> Textauszug:

- - -

Außerdem soll es ein Pilotprojekt zum autonomen Fahren geben. Ziel sei es, „Mobilitätsalternativen für dünn besiedelte Gebiete zu erforschen und die Wertschöpfungspotenziale für die Wirtschaft aus Mecklenburg-Vorpommern zu generieren“.

In einem Modellvorhaben soll Mecklenburg-Vorpommern als digitaler Firmensitz – „als konsequente Fortsetzung der Digitalisierung der gesamten Wirtschaft“ – etabliert werden.

Digitale Bildung

Die Landesregierungen beider Länder heben in den Koalitionsvereinbarungen die Notwendigkeit von Medienkompetenz ebenso wie die kritische Reflektion neuer Medien hervor. Die Landesregierung von MV will ab der 7. Jahrgangsstufe das Fach „Informatik und Medienbildung“ einführen. „Ergänzt wird dieser Schritt durch die Weiterentwicklung des digitalen Unterrichtshilfenportals zur stärkeren Nutzung moderner Medien im Unterricht“, heißt es im Koalitionsvertrag. Mecklenburg-Vorpommern bekennt sich zur Umsetzung der in der letzten Legislaturperiode initiierten „Kooperationsvereinbarung zur Förderung der Medienkompetenz in Mecklenburg-Vorpommern“.

Die Berliner Koalition richtet für diese und weitere Aufgaben einen „Runden Tisch Medienbildung“ zum Umgang mit digitalen Medien in der schulischen und außerschulischen Bildung ein. Unter anderem soll der reguläre Unterricht mit digitalen Materialien und Methoden an Berliner Schulen gestärkt werden. Es sollen Fortbildungen zum Umgang mit „Hate Speech“, Mobbing und Datenmissbrauch bei der Nutzung von digitalen Medien und Plattformen angeboten werden. Außerdem soll „eine barrierefrei zugängliche Plattform zur Erarbeitung, Verbreitung und Qualitätskontrolle freier Lehr- und Lernmaterialien (OER)“ entwickelt werden.

- - -

> Datenbereich:
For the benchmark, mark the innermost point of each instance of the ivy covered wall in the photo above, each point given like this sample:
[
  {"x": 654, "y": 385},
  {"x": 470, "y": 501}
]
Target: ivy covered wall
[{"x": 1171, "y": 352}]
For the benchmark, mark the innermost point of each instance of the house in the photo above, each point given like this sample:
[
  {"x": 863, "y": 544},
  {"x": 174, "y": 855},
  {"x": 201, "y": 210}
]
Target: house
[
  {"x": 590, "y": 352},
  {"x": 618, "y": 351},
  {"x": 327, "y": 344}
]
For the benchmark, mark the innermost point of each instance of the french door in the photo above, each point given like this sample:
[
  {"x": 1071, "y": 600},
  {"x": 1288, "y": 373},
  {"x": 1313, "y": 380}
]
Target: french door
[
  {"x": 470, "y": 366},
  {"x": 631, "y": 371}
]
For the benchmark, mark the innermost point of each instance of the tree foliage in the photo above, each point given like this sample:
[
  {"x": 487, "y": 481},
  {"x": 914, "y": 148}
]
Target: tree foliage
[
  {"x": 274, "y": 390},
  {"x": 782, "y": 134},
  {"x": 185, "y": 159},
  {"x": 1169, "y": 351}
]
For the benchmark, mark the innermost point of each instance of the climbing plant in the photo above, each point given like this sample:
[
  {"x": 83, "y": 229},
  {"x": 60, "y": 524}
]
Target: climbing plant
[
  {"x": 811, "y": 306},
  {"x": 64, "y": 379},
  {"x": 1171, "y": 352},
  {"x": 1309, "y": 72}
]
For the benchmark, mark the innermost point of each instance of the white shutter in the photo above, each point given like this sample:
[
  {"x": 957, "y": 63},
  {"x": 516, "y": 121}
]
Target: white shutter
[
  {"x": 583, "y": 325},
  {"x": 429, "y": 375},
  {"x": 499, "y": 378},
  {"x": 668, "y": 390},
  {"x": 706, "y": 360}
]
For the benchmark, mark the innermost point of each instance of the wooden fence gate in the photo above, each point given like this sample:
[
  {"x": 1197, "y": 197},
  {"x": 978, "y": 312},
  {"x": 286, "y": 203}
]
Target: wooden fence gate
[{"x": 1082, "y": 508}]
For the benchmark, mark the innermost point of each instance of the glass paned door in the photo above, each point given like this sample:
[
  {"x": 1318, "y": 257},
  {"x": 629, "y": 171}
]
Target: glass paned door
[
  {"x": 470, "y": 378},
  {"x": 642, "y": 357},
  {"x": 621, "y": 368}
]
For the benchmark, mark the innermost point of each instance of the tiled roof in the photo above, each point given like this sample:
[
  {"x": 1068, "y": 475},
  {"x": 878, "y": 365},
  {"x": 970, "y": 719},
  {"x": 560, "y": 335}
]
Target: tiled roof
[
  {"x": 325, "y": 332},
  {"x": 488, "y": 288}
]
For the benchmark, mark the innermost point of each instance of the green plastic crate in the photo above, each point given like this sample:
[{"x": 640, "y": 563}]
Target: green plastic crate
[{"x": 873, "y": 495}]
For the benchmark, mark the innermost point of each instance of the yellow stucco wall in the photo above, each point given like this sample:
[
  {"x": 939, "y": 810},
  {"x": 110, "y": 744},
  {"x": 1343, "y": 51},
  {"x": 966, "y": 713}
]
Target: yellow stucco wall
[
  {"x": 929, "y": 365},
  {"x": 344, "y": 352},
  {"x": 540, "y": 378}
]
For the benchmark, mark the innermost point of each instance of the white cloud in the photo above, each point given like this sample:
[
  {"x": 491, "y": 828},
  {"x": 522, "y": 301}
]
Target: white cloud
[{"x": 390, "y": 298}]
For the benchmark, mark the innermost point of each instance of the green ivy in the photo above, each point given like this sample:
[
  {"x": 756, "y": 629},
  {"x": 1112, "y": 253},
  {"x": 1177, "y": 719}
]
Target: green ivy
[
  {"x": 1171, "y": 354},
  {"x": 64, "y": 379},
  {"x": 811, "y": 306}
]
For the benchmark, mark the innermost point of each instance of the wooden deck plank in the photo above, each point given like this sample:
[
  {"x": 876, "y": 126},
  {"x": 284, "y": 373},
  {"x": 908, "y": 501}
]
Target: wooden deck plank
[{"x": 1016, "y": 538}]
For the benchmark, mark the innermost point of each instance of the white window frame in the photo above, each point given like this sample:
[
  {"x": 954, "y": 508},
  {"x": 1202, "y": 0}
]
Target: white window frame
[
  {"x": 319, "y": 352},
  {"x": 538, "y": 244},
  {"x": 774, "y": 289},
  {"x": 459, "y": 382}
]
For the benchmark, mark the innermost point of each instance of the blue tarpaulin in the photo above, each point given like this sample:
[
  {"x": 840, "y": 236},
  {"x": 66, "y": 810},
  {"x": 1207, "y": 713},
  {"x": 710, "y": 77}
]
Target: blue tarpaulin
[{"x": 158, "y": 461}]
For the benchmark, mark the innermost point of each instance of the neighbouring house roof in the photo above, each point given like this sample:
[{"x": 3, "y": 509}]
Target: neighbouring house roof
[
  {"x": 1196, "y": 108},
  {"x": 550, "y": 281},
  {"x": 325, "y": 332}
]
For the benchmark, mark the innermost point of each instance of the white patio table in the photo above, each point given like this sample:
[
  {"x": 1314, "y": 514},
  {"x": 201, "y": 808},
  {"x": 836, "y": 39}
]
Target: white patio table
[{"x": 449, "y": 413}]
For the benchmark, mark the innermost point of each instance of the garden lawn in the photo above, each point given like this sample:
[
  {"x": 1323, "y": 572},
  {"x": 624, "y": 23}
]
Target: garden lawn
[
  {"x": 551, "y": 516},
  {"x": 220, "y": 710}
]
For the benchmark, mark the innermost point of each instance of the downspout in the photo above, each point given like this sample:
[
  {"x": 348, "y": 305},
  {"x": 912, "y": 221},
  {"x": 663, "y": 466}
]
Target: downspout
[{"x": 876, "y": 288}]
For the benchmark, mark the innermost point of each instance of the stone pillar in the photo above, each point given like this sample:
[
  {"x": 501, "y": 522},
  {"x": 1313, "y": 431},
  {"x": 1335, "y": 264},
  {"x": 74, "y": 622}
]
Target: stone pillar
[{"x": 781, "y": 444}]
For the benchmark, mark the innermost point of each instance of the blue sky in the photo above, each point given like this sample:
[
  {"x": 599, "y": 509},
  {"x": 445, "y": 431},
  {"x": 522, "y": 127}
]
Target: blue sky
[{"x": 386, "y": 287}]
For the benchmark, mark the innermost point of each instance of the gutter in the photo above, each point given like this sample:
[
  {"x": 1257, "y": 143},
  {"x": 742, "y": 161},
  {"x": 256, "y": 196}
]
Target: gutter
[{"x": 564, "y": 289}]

- - -

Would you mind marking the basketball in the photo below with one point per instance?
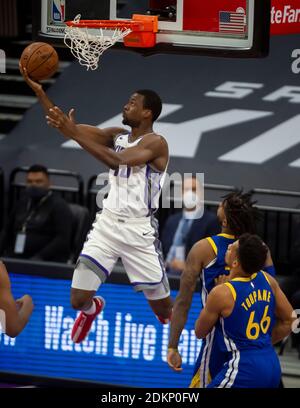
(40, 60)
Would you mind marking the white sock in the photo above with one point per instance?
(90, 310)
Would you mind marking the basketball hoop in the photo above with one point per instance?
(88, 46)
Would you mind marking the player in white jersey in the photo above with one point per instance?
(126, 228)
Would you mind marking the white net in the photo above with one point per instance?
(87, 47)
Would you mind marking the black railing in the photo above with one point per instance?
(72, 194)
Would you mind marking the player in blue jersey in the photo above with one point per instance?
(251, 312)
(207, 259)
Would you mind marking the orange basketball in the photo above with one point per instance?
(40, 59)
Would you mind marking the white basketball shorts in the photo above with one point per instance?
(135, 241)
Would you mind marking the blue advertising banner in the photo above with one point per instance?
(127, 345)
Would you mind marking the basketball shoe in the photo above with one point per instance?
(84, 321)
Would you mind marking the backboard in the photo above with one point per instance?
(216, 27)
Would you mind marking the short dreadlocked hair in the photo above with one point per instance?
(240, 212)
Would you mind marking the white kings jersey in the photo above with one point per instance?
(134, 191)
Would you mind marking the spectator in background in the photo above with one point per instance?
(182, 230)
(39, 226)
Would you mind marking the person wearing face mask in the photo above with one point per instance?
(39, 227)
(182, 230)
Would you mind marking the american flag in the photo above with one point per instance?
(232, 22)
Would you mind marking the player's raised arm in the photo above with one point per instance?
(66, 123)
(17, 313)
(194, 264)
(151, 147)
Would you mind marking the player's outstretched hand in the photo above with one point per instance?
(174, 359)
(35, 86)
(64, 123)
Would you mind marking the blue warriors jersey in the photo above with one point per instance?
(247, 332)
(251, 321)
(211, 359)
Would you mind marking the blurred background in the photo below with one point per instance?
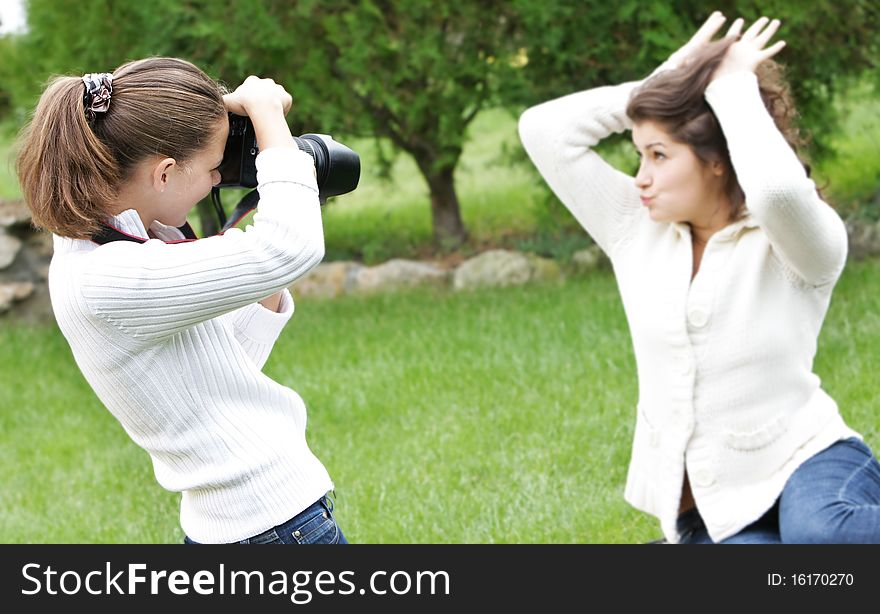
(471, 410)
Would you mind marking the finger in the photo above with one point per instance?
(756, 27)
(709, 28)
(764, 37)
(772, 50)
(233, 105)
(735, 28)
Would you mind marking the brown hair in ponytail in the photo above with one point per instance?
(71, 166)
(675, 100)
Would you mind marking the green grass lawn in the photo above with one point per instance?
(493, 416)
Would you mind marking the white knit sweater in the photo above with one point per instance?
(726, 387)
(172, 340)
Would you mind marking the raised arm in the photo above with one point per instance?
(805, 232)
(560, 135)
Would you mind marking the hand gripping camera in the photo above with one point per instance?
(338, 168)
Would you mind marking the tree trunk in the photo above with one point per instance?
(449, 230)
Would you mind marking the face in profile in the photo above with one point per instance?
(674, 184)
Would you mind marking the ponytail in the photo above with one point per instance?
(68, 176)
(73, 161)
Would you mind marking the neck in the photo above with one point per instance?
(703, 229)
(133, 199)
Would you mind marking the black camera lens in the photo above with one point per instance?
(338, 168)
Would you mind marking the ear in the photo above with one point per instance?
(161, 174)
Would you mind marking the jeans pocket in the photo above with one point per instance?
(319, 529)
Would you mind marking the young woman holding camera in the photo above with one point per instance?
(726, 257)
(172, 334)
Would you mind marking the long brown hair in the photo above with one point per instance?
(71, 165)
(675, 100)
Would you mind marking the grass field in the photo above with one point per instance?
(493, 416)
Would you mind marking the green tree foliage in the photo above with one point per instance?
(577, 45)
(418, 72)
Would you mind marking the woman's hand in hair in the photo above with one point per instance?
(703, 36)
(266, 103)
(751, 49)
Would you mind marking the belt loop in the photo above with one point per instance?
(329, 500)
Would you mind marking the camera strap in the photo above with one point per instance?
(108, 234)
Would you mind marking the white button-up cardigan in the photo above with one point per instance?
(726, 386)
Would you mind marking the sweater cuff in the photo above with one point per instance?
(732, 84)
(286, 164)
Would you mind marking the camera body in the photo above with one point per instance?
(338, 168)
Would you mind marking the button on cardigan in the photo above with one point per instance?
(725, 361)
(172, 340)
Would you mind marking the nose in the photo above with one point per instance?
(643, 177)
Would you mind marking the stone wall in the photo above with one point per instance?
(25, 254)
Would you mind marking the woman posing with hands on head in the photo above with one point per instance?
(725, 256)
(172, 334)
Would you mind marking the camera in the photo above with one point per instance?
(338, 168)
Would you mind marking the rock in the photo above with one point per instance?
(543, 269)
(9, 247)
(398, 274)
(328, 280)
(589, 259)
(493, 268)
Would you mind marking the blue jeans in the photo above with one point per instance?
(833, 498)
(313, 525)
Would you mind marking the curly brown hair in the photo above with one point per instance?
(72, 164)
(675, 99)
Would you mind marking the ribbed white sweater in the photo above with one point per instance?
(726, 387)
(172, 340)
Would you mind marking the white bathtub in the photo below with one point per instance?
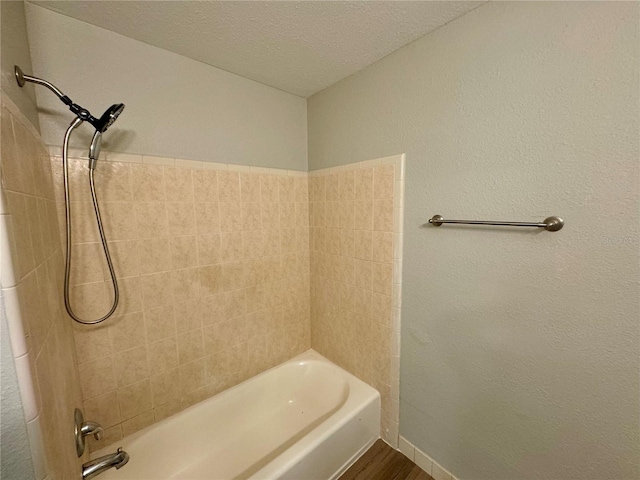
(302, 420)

- - -

> Aufgaben:
1. Ab welcher Jahrgangsstufe will die Landesregierung von Mecklenburg-Vorpommern laut dem Textauszug das Fach „Informatik und Medienbildung“ einführen?
2. Zählen Sie alle Themen auf, zu denen in Berlin laut dem Textauszug Fortbildungen angeboten werden sollen.
3. Führen Sie den Text über die Koalitionspläne zur Digitalisierung in Berlin und Mecklenburg-Vorpommern nach seinem letzten Satz fort.
Die Datensätze stammen aus einer anderen Quelle.

> Lösungen:
1. Ab der 7. Jahrgangsstufe.

2. „Hate Speech“, Mobbing und Datenmissbrauch bei der Nutzung von digitalen Medien und Plattformen.

3.
Während Mecklenburg-Vorpommerns Koalition zu diesem Punkt schweigt, verspricht Berlin den Ausbau von

„schnellen und leistungsfähigen Breitbandanschlüssen, WLAN für alle und einer zeitgemäßen Hard- und Software-Ausstattung unter Einbeziehung von Open-Source-Software.“

Außerdem sollen „alle Schulen im Laufe der Legislaturperiode für die Betreuung ihrer edukativen IT-Infrastruktur und PCs auf eine professionelle IT-Betreuung zurückgreifen können“, schreibt die künftige Koalition in ihrer Vereinbarung. Berliner Schulen sollen ihre Schulverwaltung webbasiert betreiben können.

Die Berliner Landesregierung bekennt sich zur Open Access Strategie, die das Abgeordnetenhaus 2014 initiierte. Mit ihrer Umsetzung soll die Wissenschaft digitalisiert und „Open-Access-Publikationen, aber auch digitale Lehr- und Lernformate sowie offene Forschungsdaten unterstützt werden. Hochschulbibliotheken sollen in ihrer Entwicklung als digitale Wissensspeicher durch Investitionen in Infrastruktur, Know-how und Ressourcen unterstützt werden“. Die Regierungen beider Länder sprechen von Konzepten zur lebenslangen digitalen Weiterbildung und Medienkompetenz. Mecklenburg-Vorpommern hebt hier digitale Technik als wichtiges Instrument hervor, um die gesellschaftliche Teilhabe älterer Menschen zu verbessern.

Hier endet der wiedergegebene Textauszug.